- SELECTED EXCERPT -
______________________________
Monday, November 21, 2011

Post # 57: Energy Technology: The Innovation Challenge

I've been doing a lot of thinking during the past several months about innovation (or the lack thereof) in the energy sector.  By innovation, I mean the entire process from basic discovery though technology implementation and impact.  (I'm all about impact these days...)


This seems to be a timely topic.  Time Magazine's current issue carries the title, "The Invention Issue."  Of course, invention is but one step in the chain between discovery and impact.  I thought I might offer some snippets from my current stream of consciousness about innovation in the energy sector.  We'll focus on patents as one indicator of innovation.  (Again, patents are only one indicator reflective of one milepost in the road between discover and impact.)
______________________________
- STATED PROBLEM A -
Please add 104 to every coordinate in the answer points of the records, then write those records out again, starting with the line containing "notation: point(385, 143)." and going on through the line containing "point(32, 281)", requests included. Give only those lines.
The energy innovation post and the records are separate material.
______________________________
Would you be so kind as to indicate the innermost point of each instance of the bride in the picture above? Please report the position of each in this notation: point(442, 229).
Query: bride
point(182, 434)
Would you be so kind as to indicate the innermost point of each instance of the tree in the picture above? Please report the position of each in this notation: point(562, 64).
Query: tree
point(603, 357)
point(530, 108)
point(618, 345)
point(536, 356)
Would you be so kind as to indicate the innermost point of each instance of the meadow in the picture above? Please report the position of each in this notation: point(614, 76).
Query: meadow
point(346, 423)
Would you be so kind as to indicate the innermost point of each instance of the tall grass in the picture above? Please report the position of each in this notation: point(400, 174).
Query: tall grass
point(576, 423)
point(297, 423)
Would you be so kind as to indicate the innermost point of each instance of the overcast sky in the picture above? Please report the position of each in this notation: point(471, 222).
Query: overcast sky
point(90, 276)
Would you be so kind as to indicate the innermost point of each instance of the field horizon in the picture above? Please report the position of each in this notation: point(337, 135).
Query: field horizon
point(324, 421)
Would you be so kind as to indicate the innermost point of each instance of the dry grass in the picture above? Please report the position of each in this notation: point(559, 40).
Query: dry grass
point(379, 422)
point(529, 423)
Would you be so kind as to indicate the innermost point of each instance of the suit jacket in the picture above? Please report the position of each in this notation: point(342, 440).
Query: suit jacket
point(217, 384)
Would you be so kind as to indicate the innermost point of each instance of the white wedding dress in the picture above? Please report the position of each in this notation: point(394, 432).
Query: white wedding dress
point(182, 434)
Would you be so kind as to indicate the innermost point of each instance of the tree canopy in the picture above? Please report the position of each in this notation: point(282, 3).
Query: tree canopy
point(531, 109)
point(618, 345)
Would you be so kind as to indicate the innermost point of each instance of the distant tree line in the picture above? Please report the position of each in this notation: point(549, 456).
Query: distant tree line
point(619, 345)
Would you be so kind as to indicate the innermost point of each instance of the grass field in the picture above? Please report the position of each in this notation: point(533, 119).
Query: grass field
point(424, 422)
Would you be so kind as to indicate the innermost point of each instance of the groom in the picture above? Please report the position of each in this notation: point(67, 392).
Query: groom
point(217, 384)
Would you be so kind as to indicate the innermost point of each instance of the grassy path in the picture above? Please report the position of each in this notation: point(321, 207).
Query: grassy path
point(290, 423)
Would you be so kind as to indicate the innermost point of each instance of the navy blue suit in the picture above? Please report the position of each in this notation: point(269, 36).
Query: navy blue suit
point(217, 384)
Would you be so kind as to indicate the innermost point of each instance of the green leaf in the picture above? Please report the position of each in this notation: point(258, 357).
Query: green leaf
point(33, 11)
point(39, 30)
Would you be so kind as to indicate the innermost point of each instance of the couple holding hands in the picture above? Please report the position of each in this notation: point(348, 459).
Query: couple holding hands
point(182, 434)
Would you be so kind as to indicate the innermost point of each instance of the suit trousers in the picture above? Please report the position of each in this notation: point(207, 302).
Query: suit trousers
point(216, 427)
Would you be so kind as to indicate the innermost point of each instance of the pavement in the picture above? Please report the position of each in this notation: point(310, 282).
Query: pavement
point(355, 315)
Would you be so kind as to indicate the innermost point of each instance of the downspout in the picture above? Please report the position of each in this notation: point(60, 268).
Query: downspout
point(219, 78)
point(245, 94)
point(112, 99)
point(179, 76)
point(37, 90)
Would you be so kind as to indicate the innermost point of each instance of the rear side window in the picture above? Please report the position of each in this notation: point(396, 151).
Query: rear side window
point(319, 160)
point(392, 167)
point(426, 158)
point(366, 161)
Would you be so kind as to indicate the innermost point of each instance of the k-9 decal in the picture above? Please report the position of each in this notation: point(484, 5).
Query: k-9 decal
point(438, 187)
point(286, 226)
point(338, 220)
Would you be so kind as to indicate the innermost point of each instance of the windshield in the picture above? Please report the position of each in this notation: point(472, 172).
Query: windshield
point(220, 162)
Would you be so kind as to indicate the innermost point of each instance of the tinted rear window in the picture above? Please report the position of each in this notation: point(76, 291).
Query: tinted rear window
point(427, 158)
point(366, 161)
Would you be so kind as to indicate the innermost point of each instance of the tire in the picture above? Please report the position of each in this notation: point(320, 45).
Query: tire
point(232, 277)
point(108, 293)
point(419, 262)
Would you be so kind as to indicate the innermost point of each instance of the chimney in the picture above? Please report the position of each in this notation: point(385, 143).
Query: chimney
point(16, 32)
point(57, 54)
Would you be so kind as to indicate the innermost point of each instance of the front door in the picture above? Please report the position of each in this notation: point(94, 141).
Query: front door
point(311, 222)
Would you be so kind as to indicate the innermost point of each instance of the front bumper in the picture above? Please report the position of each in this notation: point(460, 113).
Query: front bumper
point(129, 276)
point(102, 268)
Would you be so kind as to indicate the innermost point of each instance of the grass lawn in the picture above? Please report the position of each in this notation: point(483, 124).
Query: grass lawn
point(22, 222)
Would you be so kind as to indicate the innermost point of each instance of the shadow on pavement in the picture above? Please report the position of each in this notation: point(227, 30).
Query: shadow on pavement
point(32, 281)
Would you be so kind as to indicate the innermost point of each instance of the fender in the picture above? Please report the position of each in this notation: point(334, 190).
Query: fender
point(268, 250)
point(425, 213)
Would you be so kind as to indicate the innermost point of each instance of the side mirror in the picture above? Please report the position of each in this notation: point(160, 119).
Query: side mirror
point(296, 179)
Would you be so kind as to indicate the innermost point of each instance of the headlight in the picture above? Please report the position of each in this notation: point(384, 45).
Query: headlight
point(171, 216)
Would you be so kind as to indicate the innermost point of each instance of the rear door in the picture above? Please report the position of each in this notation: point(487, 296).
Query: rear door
______________________________
- STATED PROBLEM B -
Write the next part of the energy innovation post, picking up after its last sentence.

- EXERCISE OUTPUT A -
Would you be so kind as to indicate the innermost point of each instance of the chimney in the picture above? Please report the position of each in this notation: point(385, 143).
Query: chimney
point(120, 136)
point(161, 158)
Would you be so kind as to indicate the innermost point of each instance of the front door in the picture above? Please report the position of each in this notation: point(94, 141).
Query: front door
point(415, 326)
Would you be so kind as to indicate the innermost point of each instance of the front bumper in the picture above? Please report the position of each in this notation: point(460, 113).
Query: front bumper
point(233, 380)
point(206, 372)
Would you be so kind as to indicate the innermost point of each instance of the grass lawn in the picture above? Please report the position of each in this notation: point(483, 124).
Query: grass lawn
point(126, 326)
Would you be so kind as to indicate the innermost point of each instance of the shadow on pavement in the picture above? Please report the position of each in this notation: point(227, 30).
Query: shadow on pavement
point(136, 385)

- EXERCISE OUTPUT B -
Why all the focus on innovation?  Michael Mandel, the Chief Economic Strategist at the Progressive Policy Institute, recently posted on the Atlantic website a pointed article about the importance of innovation to our economy.  The article, entitle "There Are Only Two Ways to Save the Economy:  Innovation or Inflation" is good reading.  His core message is that if our economy is to recover, we must either grow (through technical innovation that leads to job growth and overall economic growth), or we must purposefully inflate our way out of the mess we're in.  He states, "...we have to shift from a consumer economy to a production economy. This is partly about a change in spending patterns, but also about a change in attitude. For example, we need to boost R&D and other investment in knowledge capital, but we also need federal regulatory agencies to encourage rather than discourage innovation. We need more infrastructure spending and other investment in physical capital, but it should be directed towards supporting exports and production in the U.S., rather than clearing up bottlenecks of imported consumer goods. This profound shift in policy and behavior is essential over the long run, but it won't be easy or quick."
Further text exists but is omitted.